**Try it:** Print the full listing exactly.

━━━━━━━━━━

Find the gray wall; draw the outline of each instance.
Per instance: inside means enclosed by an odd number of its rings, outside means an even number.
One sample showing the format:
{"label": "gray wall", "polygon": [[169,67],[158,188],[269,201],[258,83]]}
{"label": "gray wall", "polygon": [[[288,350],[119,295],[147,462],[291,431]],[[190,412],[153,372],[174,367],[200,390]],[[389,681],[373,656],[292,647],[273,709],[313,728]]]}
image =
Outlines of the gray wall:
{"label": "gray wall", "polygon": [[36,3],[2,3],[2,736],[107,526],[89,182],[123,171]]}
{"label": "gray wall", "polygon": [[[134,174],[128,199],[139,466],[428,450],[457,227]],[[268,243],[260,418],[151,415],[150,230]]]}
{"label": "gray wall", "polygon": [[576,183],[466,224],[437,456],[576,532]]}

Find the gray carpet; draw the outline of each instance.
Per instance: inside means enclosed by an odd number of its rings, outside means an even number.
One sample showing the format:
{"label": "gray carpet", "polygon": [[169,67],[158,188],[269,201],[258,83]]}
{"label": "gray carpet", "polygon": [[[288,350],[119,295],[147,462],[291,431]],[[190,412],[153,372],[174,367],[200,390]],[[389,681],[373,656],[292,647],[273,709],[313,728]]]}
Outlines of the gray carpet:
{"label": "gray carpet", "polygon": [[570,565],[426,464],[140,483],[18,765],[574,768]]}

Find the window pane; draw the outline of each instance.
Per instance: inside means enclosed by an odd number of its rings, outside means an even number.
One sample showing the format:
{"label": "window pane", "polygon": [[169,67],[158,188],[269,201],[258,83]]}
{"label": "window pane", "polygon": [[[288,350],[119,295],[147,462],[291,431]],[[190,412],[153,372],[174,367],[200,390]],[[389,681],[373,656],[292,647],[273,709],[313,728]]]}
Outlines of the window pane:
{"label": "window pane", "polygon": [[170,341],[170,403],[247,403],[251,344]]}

━━━━━━━━━━

**Answer below:**
Find the gray wall; draw the outline of each instance.
Per instance: inside means enclosed by an odd number of its rings, outside means an even number.
One sample showing the format:
{"label": "gray wall", "polygon": [[169,67],[158,188],[269,201],[258,83]]}
{"label": "gray wall", "polygon": [[[288,350],[119,295],[147,462],[291,431]],[[190,412],[153,372],[174,367],[200,390]],[[389,681],[373,656],[292,647],[273,709],[313,728]]]}
image =
Outlines of the gray wall:
{"label": "gray wall", "polygon": [[36,3],[2,3],[2,736],[107,526],[89,182],[123,171]]}
{"label": "gray wall", "polygon": [[[134,174],[128,199],[139,466],[428,450],[457,227]],[[268,243],[260,418],[151,415],[150,230]]]}
{"label": "gray wall", "polygon": [[576,183],[466,224],[437,456],[576,532]]}

Find the gray carpet; draw the outline of each instance.
Per instance: inside means enclosed by an odd number of its rings, outside means an even number.
One sample showing the format:
{"label": "gray carpet", "polygon": [[169,67],[158,188],[269,201],[258,83]]}
{"label": "gray carpet", "polygon": [[[288,350],[119,295],[147,462],[291,431]],[[190,412],[153,372],[174,367],[200,390]],[[389,681],[373,656],[292,647],[273,709],[313,728]]]}
Outlines of the gray carpet:
{"label": "gray carpet", "polygon": [[570,565],[426,464],[140,483],[18,765],[574,768]]}

Find the window pane; draw the outline of each instance.
Per instance: inside means enclosed by an odd number of its rings, outside means an even number.
One sample showing the format:
{"label": "window pane", "polygon": [[169,67],[158,188],[269,201],[258,83]]}
{"label": "window pane", "polygon": [[[288,350],[119,295],[147,462],[291,431]],[[190,412],[153,372],[174,367],[200,390]],[[389,681],[373,656],[292,647],[273,709],[313,728]]]}
Outlines of the window pane:
{"label": "window pane", "polygon": [[170,341],[170,403],[247,403],[251,344]]}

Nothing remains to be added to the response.